▶ [FRAGMENTO DEL DOCUMENTO]
Pulpa de Tamarindo
Racheaba el viento a una velocidad endiablada derribando árboles y desgajando de troncos imponentes ramas de calibre sustantivo, unos y otras a merced y capricho del viento todopoderoso que azotaba el norte tinerfeño. Domingo, veintitrés de febrero, de infausta memoria histórica. Acompañaba la situación como añadidura una tormenta de arena africana que hacía irrespirable el ambiente y permitía mascar las partículas como huesecillos que se incrustan, molestos. «Los moros están sacudiendo las alfombras», explicaba, casi a gritos, una mujer joven a sus hijos, mientras buscaba la seguridad de un pequeño refugio pasajero. Un cierto sentido del humor, al que quizá faltó el añadido de alfombras mágicas y voladoras.
En el sur de la isla, por su parte, la preocupación tenía el nombre de coronavirus. Precauciones y cuarentenas. Turistas e isleños sí que veían volar viseras, sombreros y objetos diversos, aunque lo importante parecía ser mantener a salvo, además del equilibrio, mascarillas, pañuelos, pazminas… sujetos a las referencias externas de las vías respiratorias. No sé si para evitar la entrada visible de las arenillas o la invisible de «ese virus cabrón» —definición de un viandante acongojado— que entra sin permiso. Las alarmas, tantas veces injustificadas, aunque, como en este caso, se alíen en la suma, provocan reacciones inesperadas.
Lo cierto es que el autor de estas hojas —cuántas en el aire, ninguna de chopo—, de edad provecta, se encontraba allí, concretamente en el Parque Taoro del Puerto de la Cruz, en la zona más alta y expuesta a estas y otras tempestades. Un viaje del Imserso. Subrayo su magnífica organización y buen funcionamiento. Creo que es ejemplar. Si he de poner algún pero en esta ocasión es no alcanzar a comprender las razones —y las habrá, seguramente— de cómo, siendo la gran mayoría de los viajeros leoneses, el vuelo partió de Asturias y regresó a Valladolid.
De tormentas hablábamos. Me cobijé en un momento en la antesala cubierta y protegida de una frutería. Para que el incordio no fuera muy notorio, compré unos tamarindos. Los iba a probar por primera vez en mi vida. Me llegó entonces a la mente el título de la canción de Los 3 sudamericanos que encabeza esta columna. Me enredé en la memoria, olvidando vientos y arenas, hasta aquellas épocas lejanas de música, vino y rosas. El tiempo, los dos tiempos mejor, pasan haciendo estragos. Queda, sin embargo, la «sabrosa pulpa de tamarindo». Menos es nada.

▶ [DATOS PROPORCIONADOS]

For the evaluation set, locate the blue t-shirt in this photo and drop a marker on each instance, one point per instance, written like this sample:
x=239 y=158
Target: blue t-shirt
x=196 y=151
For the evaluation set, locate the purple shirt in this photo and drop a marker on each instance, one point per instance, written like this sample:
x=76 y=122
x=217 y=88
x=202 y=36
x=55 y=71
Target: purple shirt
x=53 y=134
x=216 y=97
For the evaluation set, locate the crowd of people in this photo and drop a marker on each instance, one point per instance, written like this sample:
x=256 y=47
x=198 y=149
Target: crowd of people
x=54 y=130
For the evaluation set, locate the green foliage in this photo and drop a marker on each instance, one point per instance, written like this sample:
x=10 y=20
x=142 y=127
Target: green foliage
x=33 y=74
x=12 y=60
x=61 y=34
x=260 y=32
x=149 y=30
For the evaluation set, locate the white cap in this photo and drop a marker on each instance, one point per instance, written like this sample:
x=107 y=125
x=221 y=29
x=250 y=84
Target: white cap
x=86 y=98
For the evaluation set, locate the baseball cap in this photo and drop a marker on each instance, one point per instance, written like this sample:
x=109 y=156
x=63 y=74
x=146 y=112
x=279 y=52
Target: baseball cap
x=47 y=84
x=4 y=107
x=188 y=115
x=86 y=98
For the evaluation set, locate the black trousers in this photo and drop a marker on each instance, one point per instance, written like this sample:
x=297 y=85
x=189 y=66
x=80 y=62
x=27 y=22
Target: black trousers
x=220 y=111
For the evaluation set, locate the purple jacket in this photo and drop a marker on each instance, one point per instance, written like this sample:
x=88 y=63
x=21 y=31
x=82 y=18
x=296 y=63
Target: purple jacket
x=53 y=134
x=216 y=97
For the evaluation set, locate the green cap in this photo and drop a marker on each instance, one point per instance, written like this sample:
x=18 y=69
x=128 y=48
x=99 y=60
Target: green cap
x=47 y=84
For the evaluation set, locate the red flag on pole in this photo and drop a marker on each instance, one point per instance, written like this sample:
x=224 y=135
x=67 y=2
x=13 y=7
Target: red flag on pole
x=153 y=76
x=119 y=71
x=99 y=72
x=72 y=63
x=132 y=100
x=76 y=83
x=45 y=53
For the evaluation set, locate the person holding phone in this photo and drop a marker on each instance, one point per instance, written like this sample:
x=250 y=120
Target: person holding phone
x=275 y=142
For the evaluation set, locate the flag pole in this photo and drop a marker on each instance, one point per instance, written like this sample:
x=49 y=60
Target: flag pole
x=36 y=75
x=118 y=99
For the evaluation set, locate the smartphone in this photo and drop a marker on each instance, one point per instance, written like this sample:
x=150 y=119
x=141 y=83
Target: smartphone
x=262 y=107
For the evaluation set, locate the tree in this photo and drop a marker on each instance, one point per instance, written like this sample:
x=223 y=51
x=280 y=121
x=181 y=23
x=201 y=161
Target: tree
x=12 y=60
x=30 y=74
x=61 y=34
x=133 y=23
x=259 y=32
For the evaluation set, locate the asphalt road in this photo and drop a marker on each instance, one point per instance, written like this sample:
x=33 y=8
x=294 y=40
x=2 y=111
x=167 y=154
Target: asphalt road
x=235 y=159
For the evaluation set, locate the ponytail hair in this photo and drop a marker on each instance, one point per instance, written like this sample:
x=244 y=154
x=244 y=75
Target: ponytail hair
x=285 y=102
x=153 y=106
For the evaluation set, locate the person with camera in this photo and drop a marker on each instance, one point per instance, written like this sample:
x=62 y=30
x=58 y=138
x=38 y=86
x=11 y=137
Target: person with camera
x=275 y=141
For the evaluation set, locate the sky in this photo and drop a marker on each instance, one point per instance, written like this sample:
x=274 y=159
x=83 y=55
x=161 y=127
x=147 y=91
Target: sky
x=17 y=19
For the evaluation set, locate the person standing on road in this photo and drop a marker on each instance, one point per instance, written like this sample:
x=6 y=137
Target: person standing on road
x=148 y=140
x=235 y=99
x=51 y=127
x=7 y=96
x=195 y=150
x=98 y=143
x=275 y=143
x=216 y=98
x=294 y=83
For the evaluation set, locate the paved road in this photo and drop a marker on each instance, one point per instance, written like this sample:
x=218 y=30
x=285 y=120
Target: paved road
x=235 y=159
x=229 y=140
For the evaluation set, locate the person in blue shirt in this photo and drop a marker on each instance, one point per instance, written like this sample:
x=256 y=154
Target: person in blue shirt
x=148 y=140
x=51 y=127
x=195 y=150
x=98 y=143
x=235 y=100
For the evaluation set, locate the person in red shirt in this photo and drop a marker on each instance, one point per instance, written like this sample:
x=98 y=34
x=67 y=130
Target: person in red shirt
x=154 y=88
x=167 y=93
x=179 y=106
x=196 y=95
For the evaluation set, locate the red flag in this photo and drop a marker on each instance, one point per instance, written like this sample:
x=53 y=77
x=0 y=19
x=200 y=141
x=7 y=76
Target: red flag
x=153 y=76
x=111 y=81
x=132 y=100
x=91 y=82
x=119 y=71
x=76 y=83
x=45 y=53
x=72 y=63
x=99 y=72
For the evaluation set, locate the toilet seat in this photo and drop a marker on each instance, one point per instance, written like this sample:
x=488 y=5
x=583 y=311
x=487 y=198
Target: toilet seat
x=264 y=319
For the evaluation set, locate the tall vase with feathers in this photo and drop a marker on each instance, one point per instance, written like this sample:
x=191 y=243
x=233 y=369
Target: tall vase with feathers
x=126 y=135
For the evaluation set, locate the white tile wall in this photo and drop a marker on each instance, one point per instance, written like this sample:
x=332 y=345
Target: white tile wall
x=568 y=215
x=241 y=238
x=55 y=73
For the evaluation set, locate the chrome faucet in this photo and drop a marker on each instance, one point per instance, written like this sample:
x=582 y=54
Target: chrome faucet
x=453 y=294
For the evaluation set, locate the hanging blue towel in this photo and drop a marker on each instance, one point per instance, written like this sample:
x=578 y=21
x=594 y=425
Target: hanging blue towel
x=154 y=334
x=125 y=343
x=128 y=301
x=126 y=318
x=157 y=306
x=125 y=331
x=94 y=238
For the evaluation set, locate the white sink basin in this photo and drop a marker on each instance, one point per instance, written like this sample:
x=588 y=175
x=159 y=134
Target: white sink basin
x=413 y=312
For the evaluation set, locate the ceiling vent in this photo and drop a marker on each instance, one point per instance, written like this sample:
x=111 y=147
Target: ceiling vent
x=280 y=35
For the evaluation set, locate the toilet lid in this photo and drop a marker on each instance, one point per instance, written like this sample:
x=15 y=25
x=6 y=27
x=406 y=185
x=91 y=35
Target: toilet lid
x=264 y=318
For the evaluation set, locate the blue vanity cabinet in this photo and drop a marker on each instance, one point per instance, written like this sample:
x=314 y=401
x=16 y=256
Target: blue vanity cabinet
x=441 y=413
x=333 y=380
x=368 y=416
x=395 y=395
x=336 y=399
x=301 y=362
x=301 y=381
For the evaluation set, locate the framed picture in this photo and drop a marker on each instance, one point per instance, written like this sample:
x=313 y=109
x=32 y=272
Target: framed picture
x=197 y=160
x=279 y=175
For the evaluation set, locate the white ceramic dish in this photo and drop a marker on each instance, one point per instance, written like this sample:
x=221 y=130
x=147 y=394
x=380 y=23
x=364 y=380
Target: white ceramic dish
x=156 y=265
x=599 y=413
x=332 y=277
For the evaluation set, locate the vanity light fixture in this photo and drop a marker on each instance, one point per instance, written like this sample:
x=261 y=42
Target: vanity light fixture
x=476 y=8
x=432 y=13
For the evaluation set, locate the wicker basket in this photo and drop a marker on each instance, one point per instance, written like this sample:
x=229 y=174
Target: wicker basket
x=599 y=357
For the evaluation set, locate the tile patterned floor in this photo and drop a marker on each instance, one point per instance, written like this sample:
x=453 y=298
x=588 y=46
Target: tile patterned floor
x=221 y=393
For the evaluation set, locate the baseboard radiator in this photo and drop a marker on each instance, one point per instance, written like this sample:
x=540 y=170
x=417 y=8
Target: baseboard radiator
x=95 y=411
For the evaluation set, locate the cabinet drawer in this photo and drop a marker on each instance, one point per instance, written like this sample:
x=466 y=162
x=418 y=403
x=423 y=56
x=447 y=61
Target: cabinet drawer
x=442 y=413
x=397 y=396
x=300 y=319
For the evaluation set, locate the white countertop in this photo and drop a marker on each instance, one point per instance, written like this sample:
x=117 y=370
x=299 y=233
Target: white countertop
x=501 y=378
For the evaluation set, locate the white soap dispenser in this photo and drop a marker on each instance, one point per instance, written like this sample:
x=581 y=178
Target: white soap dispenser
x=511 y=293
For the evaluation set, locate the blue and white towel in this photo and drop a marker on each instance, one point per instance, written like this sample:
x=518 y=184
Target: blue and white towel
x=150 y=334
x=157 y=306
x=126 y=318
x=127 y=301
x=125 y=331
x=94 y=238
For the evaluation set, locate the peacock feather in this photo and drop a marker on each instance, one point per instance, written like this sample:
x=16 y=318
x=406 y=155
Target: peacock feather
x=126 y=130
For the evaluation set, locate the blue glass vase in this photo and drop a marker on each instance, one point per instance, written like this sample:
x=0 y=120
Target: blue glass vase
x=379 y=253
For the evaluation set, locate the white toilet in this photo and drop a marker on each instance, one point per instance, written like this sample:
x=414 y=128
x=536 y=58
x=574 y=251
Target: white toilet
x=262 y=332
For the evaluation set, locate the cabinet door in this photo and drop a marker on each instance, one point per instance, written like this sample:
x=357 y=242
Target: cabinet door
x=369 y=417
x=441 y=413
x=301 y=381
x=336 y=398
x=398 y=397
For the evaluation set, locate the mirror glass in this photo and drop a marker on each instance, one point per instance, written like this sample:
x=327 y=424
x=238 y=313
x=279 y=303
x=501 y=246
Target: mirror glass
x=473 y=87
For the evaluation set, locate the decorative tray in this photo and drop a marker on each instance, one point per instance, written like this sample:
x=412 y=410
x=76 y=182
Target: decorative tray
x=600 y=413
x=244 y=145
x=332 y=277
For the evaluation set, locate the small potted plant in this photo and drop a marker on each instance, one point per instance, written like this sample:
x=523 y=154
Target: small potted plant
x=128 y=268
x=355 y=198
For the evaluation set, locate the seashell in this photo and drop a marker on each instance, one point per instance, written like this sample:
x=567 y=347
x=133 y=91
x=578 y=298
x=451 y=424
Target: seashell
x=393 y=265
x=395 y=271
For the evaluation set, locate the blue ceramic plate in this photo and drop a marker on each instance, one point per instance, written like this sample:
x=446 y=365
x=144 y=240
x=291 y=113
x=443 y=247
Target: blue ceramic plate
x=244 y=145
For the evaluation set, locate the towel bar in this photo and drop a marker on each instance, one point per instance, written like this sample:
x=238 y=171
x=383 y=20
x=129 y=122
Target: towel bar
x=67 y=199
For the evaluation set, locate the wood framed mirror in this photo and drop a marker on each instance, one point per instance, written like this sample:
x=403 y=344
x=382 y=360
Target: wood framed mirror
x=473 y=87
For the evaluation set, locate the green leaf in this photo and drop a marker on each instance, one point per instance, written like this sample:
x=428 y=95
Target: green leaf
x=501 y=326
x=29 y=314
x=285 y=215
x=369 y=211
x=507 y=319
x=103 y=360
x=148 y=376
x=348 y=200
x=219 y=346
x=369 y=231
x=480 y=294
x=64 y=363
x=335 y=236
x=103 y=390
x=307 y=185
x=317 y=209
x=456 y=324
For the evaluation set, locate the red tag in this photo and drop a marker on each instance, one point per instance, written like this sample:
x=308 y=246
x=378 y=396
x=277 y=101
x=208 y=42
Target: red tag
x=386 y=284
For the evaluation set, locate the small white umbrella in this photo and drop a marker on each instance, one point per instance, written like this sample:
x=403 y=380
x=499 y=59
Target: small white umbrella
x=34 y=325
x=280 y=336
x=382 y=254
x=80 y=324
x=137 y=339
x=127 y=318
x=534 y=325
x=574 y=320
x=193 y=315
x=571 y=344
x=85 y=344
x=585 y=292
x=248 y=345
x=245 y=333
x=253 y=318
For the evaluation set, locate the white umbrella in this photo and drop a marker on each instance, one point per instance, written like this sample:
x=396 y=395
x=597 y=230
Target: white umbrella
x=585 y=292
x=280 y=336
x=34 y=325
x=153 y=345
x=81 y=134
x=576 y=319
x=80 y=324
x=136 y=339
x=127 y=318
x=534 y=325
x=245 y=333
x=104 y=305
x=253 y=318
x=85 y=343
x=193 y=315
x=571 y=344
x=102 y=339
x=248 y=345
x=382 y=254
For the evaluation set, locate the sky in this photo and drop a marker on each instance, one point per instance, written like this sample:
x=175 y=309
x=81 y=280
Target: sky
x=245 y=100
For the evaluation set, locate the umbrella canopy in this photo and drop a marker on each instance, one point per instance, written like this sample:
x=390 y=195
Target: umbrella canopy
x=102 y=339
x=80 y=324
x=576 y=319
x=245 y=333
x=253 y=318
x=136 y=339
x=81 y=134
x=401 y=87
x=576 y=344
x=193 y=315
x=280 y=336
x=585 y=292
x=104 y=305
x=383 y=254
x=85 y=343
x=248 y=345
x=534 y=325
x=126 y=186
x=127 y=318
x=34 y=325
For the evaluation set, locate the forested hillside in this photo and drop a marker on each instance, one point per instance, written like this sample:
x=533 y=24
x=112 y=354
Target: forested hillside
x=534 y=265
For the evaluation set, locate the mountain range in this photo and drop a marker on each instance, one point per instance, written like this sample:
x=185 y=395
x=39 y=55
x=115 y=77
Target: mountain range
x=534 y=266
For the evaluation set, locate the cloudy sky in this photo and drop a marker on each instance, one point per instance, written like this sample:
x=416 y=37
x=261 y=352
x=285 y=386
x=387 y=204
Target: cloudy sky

▶ [INSTRUCCIONES DE TAREA]
#1 Enumera las prendas que, según la columna, turistas e isleños procuraban mantener a salvo del viento.
#2 Reproduce literalmente el pasaje de la columna que va de "En el sur de" a "provocan reacciones inesperadas.".
Para responder, toma como única fuente la columna.

▶ [RESULTADOS DEL EJERCICIO]
#1 Mascarillas, pañuelos y pazminas.

#2
En el sur de la isla, por su parte, la preocupación tenía el nombre de coronavirus. Precauciones y cuarentenas. Turistas e isleños sí que veían volar viseras, sombreros y objetos diversos, aunque lo importante parecía ser mantener a salvo, además del equilibrio, mascarillas, pañuelos, pazminas… sujetos a las referencias externas de las vías respiratorias. No sé si para evitar la entrada visible de las arenillas o la invisible de «ese virus cabrón» —definición de un viandante acongojado— que entra sin permiso. Las alarmas, tantas veces injustificadas, aunque, como en este caso, se alíen en la suma, provocan reacciones inesperadas.